### Text
┌──

Normalization functions

The following quick&dirty Python code for a Jupyter cell calls some normalization functions for our simple perceptron scenario and directly executes the transformation; I have provided the required import statements for libraries already in the last article.

# ********
# Scaling
# ********

b_scale = True
scale_method = 3
# 0: Normalizer (standard), 1: StandardScaler, 2. By factor, 3: Normalizer per pair 
# 4: Min_Max, 5: Identity (no transformation) - just there for convenience  

shape_ay = (num_samples,)
ay_K1 = np.zeros(shape_ay)
ay_K2 = np.zeros(shape_ay)

# apply scaling
if b_scale:
    # shape_input = (num_samples,2)
    rg_idx = range(num_samples)
    if scale_method == 0:      
        shape_input = (2, num_samples)
        ay_K = np.zeros(shape_input)
        for idx in rg_idx:
            ay_K[0][idx] = li_K1[idx] 
            ay_K[1][idx] = li_K2[idx] 
        scaler = Normalizer()
        ay_K = scaler.fit_transform(ay_K)
        for idx in rg_idx:
            ay_K1[idx] = ay_K[0][idx]   
            ay_K2[idx] = ay_K[1][idx] 
    elif scale_method == 1: 
        shape_input = (num_samples,2)
        ay_K = np.zeros(shape_input)
        for idx in rg_idx:
            ay_K[idx][0] = li_K1[idx] 
            ay_K[idx][1] = li_K2[idx] 
        scaler = StandardScaler()

└──

Bounding-box records:
┌──

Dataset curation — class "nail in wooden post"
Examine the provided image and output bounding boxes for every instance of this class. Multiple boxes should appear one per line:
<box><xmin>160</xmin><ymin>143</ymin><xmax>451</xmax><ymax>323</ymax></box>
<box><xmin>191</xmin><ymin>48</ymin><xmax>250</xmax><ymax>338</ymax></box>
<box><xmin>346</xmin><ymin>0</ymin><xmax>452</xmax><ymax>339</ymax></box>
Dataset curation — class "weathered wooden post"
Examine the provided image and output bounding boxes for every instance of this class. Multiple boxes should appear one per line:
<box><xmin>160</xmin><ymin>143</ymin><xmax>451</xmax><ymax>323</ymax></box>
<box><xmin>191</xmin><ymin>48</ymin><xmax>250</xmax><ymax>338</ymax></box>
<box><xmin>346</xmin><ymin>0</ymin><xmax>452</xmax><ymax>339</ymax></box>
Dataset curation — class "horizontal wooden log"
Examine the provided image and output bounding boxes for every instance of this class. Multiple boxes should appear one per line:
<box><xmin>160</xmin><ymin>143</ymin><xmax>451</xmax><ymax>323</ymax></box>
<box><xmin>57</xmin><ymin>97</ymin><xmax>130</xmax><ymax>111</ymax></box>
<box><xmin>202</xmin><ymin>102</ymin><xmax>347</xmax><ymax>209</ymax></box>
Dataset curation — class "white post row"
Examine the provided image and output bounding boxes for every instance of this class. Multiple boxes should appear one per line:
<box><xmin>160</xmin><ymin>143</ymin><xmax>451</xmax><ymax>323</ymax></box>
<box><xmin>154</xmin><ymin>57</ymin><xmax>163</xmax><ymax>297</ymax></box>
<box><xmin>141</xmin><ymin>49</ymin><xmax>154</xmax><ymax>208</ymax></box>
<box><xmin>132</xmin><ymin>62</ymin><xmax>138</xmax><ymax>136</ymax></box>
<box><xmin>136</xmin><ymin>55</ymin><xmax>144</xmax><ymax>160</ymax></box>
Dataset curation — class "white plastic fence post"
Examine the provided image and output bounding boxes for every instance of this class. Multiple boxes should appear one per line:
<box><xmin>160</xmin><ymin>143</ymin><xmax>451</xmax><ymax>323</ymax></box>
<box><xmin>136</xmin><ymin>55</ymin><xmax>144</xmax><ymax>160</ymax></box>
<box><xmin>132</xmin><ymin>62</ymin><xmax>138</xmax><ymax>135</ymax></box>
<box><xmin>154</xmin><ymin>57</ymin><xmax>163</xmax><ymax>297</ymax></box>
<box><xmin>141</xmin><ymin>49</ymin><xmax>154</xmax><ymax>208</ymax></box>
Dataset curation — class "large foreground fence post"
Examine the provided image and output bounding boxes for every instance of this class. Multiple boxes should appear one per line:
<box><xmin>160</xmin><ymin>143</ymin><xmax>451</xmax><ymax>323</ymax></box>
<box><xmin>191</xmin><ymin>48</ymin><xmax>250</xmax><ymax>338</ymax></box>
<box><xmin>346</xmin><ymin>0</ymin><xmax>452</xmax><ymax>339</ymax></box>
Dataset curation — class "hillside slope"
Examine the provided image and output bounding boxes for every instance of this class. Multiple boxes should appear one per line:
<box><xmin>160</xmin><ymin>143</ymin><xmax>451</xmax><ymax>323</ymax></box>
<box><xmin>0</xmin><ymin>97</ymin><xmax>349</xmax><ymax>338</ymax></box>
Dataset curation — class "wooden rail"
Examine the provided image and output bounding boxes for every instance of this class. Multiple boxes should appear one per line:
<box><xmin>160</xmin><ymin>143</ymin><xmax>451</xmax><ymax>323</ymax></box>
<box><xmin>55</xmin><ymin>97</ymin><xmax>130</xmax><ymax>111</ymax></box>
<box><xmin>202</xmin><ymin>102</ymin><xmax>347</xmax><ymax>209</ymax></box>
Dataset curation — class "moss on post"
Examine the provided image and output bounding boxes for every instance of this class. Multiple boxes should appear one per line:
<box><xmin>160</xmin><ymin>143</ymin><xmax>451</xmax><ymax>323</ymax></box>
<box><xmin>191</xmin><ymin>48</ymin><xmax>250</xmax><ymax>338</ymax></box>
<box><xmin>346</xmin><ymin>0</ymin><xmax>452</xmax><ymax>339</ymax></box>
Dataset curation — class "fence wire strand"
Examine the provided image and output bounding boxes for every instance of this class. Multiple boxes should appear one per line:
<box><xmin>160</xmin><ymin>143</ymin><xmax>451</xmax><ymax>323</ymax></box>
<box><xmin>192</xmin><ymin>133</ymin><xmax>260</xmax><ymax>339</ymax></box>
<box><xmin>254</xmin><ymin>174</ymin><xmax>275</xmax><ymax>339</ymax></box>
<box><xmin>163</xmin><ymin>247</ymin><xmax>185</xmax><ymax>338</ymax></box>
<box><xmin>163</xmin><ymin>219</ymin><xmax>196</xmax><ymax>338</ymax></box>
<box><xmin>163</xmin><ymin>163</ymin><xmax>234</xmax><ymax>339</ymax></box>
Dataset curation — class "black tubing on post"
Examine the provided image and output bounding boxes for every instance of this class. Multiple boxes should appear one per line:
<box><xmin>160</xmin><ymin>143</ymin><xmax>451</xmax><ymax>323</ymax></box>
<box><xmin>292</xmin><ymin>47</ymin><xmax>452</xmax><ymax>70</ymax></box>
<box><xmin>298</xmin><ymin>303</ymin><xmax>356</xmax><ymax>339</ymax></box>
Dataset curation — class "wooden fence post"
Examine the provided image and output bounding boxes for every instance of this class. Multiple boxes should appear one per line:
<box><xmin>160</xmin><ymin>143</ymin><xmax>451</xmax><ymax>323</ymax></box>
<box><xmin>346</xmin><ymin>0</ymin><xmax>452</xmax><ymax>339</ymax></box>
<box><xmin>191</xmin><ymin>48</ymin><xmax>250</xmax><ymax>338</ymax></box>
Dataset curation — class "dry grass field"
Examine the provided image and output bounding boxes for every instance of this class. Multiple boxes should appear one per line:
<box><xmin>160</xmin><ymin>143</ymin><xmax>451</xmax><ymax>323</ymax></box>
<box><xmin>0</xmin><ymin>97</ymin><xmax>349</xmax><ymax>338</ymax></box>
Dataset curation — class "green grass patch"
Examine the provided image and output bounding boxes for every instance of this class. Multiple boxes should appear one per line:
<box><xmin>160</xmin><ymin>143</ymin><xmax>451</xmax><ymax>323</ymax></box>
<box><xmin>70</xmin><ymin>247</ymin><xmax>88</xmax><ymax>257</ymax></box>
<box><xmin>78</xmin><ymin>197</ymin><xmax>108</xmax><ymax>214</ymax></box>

└──
┌──

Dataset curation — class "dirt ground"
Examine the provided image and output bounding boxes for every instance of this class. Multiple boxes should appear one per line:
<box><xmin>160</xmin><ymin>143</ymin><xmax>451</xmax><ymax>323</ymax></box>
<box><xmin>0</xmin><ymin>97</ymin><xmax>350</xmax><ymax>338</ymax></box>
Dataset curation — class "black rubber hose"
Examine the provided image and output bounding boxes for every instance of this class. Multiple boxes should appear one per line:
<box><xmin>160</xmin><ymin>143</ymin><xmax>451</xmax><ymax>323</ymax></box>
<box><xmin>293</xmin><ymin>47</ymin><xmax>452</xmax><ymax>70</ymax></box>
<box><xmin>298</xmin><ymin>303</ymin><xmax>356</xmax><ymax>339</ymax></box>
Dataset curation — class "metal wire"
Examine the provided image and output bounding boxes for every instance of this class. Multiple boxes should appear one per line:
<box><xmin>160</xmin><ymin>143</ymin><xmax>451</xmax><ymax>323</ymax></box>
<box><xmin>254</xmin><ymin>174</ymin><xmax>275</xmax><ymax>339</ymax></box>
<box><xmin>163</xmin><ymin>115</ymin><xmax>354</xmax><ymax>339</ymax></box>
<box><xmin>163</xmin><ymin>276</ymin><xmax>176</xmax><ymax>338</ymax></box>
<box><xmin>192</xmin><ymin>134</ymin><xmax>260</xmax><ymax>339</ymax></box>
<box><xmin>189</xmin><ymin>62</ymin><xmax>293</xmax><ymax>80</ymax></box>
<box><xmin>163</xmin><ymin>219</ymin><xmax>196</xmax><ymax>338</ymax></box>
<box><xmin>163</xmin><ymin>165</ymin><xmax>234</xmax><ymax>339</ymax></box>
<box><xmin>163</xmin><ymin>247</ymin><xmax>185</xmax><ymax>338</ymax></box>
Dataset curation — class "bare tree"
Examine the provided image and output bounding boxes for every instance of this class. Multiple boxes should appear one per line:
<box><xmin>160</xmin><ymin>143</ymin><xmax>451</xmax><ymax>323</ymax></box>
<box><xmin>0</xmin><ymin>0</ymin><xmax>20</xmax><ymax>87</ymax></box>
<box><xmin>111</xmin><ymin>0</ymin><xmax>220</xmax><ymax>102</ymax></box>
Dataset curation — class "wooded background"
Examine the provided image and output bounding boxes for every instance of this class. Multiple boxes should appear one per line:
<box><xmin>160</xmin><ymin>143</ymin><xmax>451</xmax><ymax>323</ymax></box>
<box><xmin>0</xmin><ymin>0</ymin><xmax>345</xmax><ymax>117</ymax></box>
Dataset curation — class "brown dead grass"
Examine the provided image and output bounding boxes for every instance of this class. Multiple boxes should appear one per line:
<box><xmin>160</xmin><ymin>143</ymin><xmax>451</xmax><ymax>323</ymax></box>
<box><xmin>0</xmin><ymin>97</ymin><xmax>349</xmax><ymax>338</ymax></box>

└──
┌──

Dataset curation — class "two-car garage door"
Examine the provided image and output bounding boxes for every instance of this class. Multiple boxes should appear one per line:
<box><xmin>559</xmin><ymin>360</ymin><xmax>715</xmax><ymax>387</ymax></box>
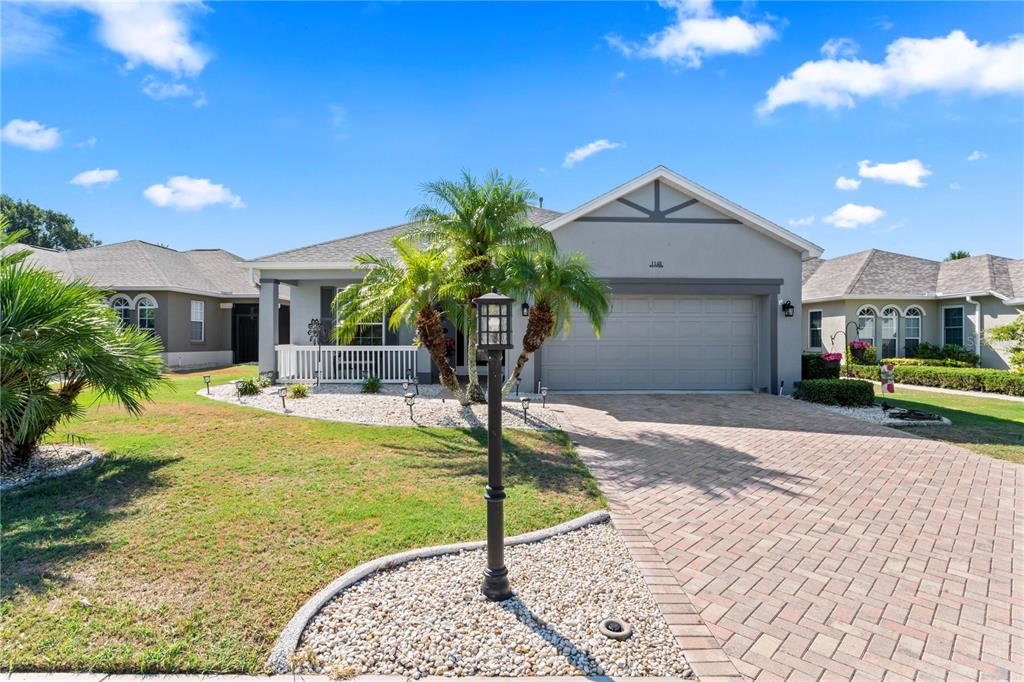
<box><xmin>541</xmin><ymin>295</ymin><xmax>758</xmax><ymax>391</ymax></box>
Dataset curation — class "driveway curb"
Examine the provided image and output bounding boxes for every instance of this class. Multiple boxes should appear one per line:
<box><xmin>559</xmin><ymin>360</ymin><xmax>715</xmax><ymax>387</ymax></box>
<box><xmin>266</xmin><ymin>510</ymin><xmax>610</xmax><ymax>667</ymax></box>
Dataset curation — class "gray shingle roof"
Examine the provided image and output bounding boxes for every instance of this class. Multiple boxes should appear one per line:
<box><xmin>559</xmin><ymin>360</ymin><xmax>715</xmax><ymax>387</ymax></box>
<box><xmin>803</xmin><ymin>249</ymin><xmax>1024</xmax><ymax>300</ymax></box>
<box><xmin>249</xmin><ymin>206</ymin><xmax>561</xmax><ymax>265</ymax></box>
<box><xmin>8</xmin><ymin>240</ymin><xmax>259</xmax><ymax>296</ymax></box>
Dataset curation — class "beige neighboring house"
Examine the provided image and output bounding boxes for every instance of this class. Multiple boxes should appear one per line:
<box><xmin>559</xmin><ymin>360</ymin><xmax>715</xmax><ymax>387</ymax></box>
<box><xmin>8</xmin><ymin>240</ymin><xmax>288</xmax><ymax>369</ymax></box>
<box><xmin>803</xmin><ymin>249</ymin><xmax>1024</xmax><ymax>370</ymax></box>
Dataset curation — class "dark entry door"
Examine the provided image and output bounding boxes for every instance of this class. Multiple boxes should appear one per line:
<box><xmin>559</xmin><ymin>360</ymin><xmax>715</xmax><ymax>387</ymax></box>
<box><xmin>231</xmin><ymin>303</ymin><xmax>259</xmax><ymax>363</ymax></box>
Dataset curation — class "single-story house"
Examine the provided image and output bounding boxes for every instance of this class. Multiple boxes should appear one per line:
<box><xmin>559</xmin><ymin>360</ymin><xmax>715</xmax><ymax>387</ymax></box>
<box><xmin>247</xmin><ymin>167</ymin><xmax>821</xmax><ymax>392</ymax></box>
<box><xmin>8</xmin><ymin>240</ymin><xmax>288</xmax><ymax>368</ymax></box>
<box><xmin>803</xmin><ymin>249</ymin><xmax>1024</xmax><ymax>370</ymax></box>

└──

### Objectives
1. Extract the passage of the normalization functions text between "rg_idx = range(num_samples)" and "ay_K = scaler.fit_transform(ay_K)", inclusive.
2. Write the next portion of the normalization functions text, starting after its final line.
The bounding-box data has no role in this exercise.

### Written answers
1.
rg_idx = range(num_samples)
    if scale_method == 0:      
        shape_input = (2, num_samples)
        ay_K = np.zeros(shape_input)
        for idx in rg_idx:
            ay_K[0][idx] = li_K1[idx] 
            ay_K[1][idx] = li_K2[idx] 
        scaler = Normalizer()
        ay_K = scaler.fit_transform(ay_K)

2.
        ay_K = scaler.fit_transform(ay_K)
        for idx in rg_idx:
            ay_K1[idx] = ay_K[idx][0]   
            ay_K2[idx] = ay_K[idx][1]
    elif scale_method == 2:
        dmax = max(li_K1.max() - li_K1.min(), li_K2.max() - li_K2.min())
        ay_K1 = 1.0/dmax * li_K1
        ay_K2 = 1.0/dmax * li_K2
    elif scale_method == 3:
        shape_input = (num_samples,2)
        ay_K = np.zeros(shape_input)
        for idx in rg_idx:
            ay_K[idx][0] = li_K1[idx] 
            ay_K[idx][1] = li_K2[idx] 
        scaler = Normalizer()
        ay_K = scaler.fit_transform(ay_K)
        for idx in rg_idx:
            ay_K1[idx] = ay_K[idx][0]   
            ay_K2[idx] = ay_K[idx][1]
    elif scale_method == 4:
        shape_input = (num_samples,2)
        ay_K = np.zeros(shape_input)
        for idx in rg_idx:
            ay_K[idx][0] = li_K1[idx] 
            ay_K[idx][1] = li_K2[idx] 
        scaler = MinMaxScaler()
        ay_K = scaler.fit_transform(ay_K)
        for idx in rg_idx:
            ay_K1[idx] = ay_K[idx][0]   
            ay_K2[idx] = ay_K[idx][1]
    elif scale_method == 5:
        ay_K1 = li_K1
        ay_K2 = li_K2
# Get overview over costs on weight-mesh
wm1 = np.arange(-5.0,5.0,0.002)
wm2 = np.arange(-5.0,5.0,0.002)
#wm1 = np.arange(-0.3,0.3,0.002)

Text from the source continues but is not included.